| Supplied text |
▼▼▼

The development phase of Pralay began in 2015 and completed in four years. DRDO will conduct four test flights before the missile being commissioned. According to analysts, development of Pralay achieved an important milestone for India's future Rocket Force. In view of 2020–2021 China–India skirmishes, Indian Armed Forces in December 2022 moved proposal for acquisition of Pralay missile. On 25 December 2022, Ministry of Defence cleared the order for 120 missiles for the Indian Air Force.

Two more units of 250 Pralay missiles worth ₹7,500 crore are in advance stages of acquisition as of April 2023.

The purchase of a Pralay regiment for the Indian Army was approved by the MoD on 17 September 2023. A similar proposal was earlier cleared for the Indian Air Force. The missile will be deployed with conventional warhead for tactical roles along Line of Actual Control and Line of Control.

▲▲▲

| Collected material |
▼▼▼

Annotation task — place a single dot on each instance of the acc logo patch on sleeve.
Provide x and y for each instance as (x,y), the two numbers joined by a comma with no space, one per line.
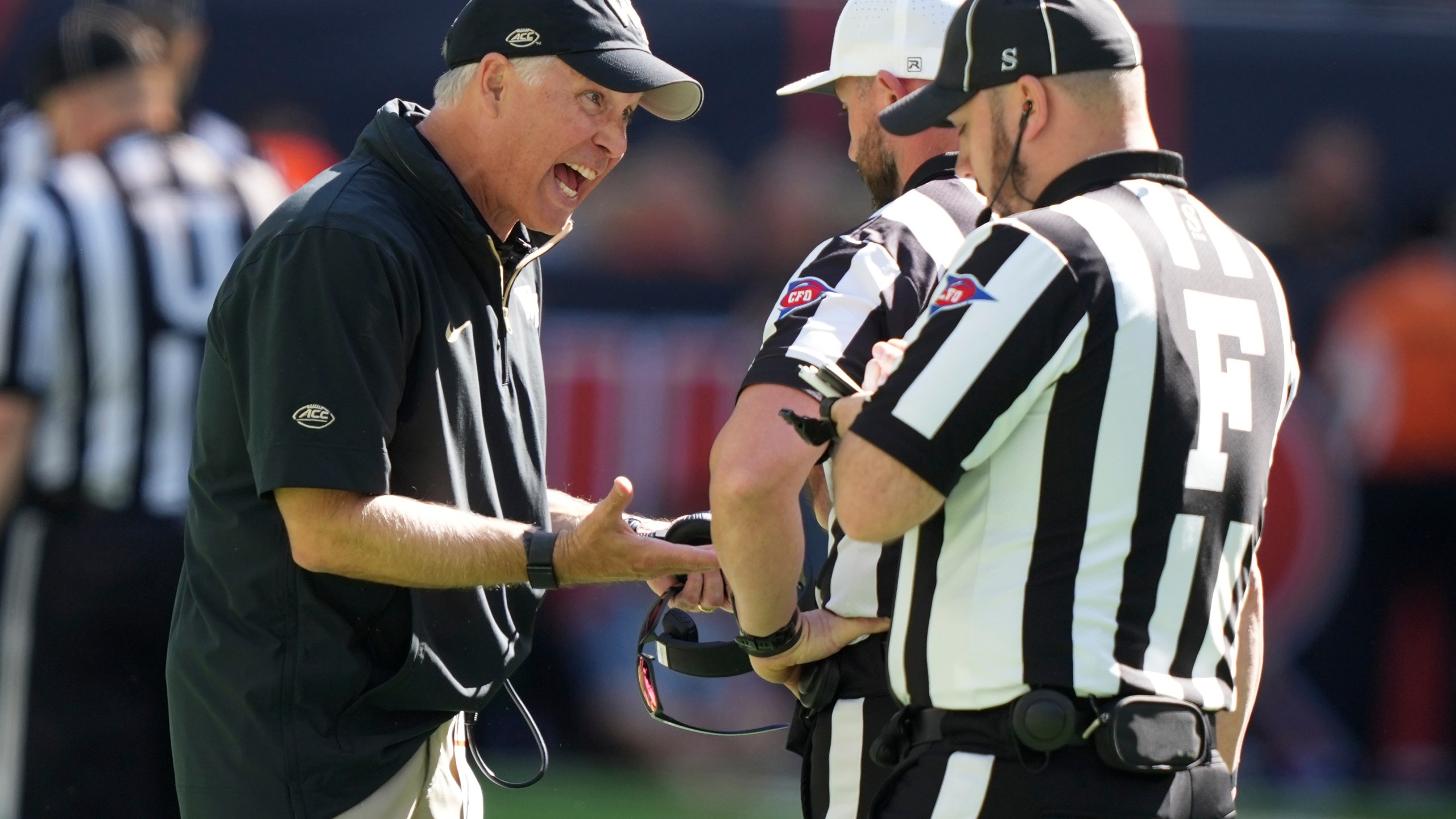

▲▲▲

| Directions |
Condense the paragraph of the Pralay text that opens with "The development phase of Pralay" into a bulleted list that keeps its main facts.

| Solution for this exercise |
- Pralay's development phase began in 2015 and took four years.
- DRDO will conduct four test flights before the missile is commissioned.
- Analysts see its development as an important milestone for India's future Rocket Force.
- In December 2022, in view of the 2020–2021 China–India skirmishes, the Indian Armed Forces proposed acquiring Pralay.
- On 25 December 2022, the Ministry of Defence cleared an order for 120 missiles for the Indian Air Force.